What to work on>
1 > Using the passage on relevant property trusts below, decide whether each statement agrees with it: (a) most flexible-type trusts created on or after 22 March 2006 are called relevant property trusts; (b) IHT is always payable when property is first transferred into a relevant property trust, whatever the amount; (c) the follow-up consultation document appeared in July 2012. Answer yes or no for each and quote the words of the passage that decide it.
2 > In the passage on relevant property trusts below, when can exit charges arise?

Selection>
Start

Last week I looked at the background to the latest consultation document on the taxation of relevant property. I shall start this week with a quick recap of what relevant property is.
In this series of articles I have used the term ‘trust’ because it is more widely recognisable than the term ‘settlement’, except in relation to ‘related settlements’. Subject to certain exceptions, most flexible-type trusts (discretionary or flexible interest in possession trusts with a power of appointment) created on or after 22 March 2006 are known as ‘relevant property trusts’. Inheritance tax is payable when property is transferred into a relevant property trust as well as when the relevant property trust reaches a 10-year anniversary.
Further IHT charges, known as exit charges, can also arise when property is transferred out of the trust in the interim period.
In broad terms, IHT is payable only at the outset (that is, on the transfer of property to a relevant property trust) if the amount transferred exceeds the settlor’s available nil-rate band at the time of the transfer. For a periodic charge to arise on a 10-year anniversary of the creation of the trust, the value of the trust fund at that time needs to exceed the nil-rate band available to the trustees.
As the exit charges are based on a proportion of the effective rate of tax that applied either at the outset (based on the value of the settled property immediately after the trust was created for exit charges in the first 10 years) or at the last 10-year anniversary (for exit charges after the first 10-year anniversary), it follows that an exit charge will usually arise only where there has been a tax charge at the relevant earlier point.
A number of factors should be taken into account when calculating relevant property trust charges, including:
- The chargeable transfers made by the settlor within the seven years before the date of creation of the trust (which will affect the nil-rate band available to the trust).
- The value of the trust property immediately after the trust commenced.
- The value of any property added to the trust.
- The length of time for which each item of trust property has been comprised in the trust at the date of the charge (if less than 10 years).
- The value of property that has left the trust since the last 10-year charge.
- The prevailing rates of IHT at the date of the charge.
- The value of the property in the trust at the date of the charge.
- The amount of any reliefs available, such as agricultural or business property relief.
In some cases, it may be necessary to take account of the historical value of property in related settlements – settlements made on the same day as the settlement subject to the IHT charge – as well as the value of any other property in the settlement that is not chargeable to IHT.
For the layman, the calculation process is both time-consuming and difficult and, in many cases, the professional costs that are often incurred in determining the charge to tax are disproportionate to the amount of IHT due.
To address this, in July 2012 the Government published a consultation document with proposals for a simplified regime. These were expanded on in a follow-up document in May 2013.

End

Recorded data>

Start

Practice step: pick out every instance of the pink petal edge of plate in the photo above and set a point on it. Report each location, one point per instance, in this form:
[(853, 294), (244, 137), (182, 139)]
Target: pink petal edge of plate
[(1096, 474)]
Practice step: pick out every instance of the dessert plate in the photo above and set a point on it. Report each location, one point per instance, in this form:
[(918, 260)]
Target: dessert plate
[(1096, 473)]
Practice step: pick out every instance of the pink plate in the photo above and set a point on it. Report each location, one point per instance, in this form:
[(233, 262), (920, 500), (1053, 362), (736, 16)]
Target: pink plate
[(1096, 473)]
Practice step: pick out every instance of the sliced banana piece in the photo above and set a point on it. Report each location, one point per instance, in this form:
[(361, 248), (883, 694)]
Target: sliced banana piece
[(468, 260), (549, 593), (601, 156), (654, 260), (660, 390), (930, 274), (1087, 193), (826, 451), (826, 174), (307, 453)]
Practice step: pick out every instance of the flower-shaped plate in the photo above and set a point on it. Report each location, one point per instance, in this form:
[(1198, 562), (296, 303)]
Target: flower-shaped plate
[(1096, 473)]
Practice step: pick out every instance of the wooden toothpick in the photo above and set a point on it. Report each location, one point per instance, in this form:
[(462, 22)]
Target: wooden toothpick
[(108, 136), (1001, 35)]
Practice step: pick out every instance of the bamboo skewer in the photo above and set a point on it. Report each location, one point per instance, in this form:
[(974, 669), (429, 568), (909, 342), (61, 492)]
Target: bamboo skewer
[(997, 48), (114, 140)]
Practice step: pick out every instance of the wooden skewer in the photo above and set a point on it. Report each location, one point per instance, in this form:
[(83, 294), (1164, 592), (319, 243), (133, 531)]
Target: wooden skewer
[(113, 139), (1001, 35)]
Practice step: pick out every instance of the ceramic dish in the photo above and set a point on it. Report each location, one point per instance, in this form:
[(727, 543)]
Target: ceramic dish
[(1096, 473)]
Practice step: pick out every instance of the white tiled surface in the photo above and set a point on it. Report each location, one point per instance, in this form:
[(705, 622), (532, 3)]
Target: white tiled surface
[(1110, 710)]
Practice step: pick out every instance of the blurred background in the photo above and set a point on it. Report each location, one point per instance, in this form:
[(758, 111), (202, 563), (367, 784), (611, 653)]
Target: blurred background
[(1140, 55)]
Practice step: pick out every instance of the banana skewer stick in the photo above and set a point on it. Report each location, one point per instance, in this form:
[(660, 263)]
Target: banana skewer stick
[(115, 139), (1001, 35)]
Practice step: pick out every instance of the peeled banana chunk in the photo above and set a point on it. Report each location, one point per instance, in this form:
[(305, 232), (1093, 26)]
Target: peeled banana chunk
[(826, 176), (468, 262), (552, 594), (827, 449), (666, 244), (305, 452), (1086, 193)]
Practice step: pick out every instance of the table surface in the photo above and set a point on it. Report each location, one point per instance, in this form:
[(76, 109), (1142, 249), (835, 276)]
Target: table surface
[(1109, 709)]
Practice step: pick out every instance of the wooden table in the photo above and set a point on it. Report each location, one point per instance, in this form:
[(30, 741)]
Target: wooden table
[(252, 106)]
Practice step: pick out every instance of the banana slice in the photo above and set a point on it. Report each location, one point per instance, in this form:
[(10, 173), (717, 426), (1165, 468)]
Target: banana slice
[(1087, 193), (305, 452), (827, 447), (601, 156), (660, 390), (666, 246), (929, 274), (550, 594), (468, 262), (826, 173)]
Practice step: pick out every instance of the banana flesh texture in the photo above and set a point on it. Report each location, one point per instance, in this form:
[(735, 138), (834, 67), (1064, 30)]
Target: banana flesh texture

End

Answers for the exercise>
1 >
(a) Yes: "most flexible-type trusts (discretionary or flexible interest in possession trusts with a power of appointment) created on or after 22 March 2006 are known as ‘relevant property trusts’"
(b) No: "IHT is payable only at the outset (that is, on the transfer of property to a relevant property trust) if the amount transferred exceeds the settlor’s available nil-rate band at the time of the transfer"
(c) No: "These were expanded on in a follow-up document in May 2013."

2 > Exit charges can arise when property is transferred out of the trust in the interim period.